WHEN Scotland face Italy in Rome a week on Saturday, there will be one considerable difference for Gregor Townsend’s men.

In their opening two Six Nations fixtures, against Ireland and England, Scotland have gone in as underdogs. However, in Rome next weekend, the Scots will be heavy favourites, which is not always a tag Scottish teams wear lightly.

However, Jamie Ritchie insists he and his teammates must embrace the pressure that comes with expectation and produce a match-winning performance, which is something they’ve failed to do over the past fortnight.

“Italy probably pose us a challenge where we’re going in as favourites which we probably haven’t had the last two weeks. If that is pressure, we need to take it on the chin and take it perform,” the back row said.

“We prepare (the same) for any game and we back ourselves against any opposition. You saw in the last two weeks that if we’d got a few more things right, we’d have won those games.

“We’ll be going in with the same mindset and looking to put those wrongs right.”
* * * * * * *
Task description:
Answer these from the rugby article:
1. Which two teams did Scotland face in their opening two Six Nations fixtures?
2. In which city will Scotland play Italy?
3. What position does Jamie Ritchie play, according to the article?
* * * * * * *
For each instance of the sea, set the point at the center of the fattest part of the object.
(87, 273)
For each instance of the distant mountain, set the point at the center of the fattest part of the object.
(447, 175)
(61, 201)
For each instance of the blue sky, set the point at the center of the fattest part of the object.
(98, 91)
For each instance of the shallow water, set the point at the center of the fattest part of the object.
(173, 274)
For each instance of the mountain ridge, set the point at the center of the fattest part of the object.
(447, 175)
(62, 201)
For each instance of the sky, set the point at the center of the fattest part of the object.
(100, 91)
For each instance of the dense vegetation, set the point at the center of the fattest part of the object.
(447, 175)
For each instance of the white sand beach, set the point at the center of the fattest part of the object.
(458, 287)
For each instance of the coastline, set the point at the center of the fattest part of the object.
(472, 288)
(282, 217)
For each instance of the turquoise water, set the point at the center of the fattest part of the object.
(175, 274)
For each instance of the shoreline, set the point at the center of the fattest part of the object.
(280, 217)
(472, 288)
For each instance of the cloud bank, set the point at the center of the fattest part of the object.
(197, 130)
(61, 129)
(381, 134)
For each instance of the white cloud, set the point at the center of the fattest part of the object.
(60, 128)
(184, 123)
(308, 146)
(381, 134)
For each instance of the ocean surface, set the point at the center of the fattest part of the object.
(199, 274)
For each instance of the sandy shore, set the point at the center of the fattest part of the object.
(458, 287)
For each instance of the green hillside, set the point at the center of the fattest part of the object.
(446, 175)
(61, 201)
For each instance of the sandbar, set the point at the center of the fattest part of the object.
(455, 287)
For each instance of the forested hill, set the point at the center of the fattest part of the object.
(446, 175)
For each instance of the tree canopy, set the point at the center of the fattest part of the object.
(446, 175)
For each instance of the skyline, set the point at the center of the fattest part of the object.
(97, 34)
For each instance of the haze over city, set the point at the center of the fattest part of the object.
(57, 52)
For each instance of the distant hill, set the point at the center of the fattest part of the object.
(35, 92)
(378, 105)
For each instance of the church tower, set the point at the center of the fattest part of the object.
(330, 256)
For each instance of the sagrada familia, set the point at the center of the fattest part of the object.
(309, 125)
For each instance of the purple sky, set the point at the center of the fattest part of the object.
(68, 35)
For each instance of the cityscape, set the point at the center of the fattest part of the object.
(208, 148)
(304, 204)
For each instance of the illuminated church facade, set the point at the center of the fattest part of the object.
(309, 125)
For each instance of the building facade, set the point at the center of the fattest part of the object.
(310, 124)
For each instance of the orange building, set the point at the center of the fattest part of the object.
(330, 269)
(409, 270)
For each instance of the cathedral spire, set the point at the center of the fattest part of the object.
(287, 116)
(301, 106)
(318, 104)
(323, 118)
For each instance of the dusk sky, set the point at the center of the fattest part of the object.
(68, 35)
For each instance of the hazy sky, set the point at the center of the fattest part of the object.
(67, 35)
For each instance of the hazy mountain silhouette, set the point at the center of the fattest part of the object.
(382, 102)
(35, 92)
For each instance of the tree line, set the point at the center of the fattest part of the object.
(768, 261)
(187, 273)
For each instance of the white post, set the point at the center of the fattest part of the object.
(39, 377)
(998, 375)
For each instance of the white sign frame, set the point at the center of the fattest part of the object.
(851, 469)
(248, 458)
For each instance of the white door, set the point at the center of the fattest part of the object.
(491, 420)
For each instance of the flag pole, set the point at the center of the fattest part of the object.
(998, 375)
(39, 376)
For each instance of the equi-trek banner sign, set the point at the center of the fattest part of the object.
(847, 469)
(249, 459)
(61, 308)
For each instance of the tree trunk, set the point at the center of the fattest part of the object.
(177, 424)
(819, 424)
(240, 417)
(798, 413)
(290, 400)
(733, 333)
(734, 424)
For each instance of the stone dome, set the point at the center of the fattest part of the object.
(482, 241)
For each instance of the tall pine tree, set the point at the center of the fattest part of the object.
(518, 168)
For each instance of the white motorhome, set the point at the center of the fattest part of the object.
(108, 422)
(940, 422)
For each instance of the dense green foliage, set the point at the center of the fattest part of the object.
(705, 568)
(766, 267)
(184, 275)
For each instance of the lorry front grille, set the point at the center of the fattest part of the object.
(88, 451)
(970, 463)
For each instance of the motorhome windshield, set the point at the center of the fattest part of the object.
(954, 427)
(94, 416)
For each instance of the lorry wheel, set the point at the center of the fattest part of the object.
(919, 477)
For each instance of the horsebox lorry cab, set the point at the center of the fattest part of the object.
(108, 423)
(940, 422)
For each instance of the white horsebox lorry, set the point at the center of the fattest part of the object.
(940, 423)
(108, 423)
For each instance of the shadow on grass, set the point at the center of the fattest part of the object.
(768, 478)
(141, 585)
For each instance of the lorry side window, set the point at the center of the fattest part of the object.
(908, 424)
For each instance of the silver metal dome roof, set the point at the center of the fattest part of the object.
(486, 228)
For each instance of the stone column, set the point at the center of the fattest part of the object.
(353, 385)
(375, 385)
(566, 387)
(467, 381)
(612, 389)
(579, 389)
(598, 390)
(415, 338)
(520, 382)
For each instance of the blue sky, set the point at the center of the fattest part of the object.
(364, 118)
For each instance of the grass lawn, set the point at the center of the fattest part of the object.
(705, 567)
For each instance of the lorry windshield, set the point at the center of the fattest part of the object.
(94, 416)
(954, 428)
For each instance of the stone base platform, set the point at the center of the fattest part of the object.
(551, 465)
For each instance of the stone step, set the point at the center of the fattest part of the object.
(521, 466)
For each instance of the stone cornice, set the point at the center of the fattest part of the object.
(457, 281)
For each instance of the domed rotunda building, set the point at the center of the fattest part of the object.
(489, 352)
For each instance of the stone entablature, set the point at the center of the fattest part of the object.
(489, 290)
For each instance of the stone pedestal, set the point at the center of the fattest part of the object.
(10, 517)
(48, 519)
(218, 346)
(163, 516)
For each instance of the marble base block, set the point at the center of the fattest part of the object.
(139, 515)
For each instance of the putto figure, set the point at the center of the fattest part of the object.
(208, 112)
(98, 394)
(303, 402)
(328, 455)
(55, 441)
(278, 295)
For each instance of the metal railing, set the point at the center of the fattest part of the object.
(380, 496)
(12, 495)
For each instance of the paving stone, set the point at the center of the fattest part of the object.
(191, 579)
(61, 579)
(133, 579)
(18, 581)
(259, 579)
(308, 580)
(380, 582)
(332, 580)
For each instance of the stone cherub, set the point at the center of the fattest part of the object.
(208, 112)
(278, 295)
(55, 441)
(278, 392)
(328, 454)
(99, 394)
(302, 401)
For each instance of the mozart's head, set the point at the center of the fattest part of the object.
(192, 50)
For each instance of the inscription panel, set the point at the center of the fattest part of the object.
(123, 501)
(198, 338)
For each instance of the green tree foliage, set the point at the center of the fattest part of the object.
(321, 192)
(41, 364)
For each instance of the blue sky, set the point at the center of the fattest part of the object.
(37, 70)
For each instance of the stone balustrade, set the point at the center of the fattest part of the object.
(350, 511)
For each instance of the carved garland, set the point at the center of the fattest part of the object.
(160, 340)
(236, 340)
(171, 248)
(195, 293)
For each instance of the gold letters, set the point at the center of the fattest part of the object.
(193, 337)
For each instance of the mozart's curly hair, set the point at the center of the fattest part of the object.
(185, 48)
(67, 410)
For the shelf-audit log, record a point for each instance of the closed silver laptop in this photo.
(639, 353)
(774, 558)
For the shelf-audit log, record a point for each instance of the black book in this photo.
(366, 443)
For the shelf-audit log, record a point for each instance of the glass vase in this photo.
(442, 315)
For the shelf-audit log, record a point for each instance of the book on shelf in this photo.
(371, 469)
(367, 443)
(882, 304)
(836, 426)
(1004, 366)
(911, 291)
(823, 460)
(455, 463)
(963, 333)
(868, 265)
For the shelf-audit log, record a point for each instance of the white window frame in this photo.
* * * * * * *
Answer to this task:
1. Ireland and England
2. Rome
3. Back row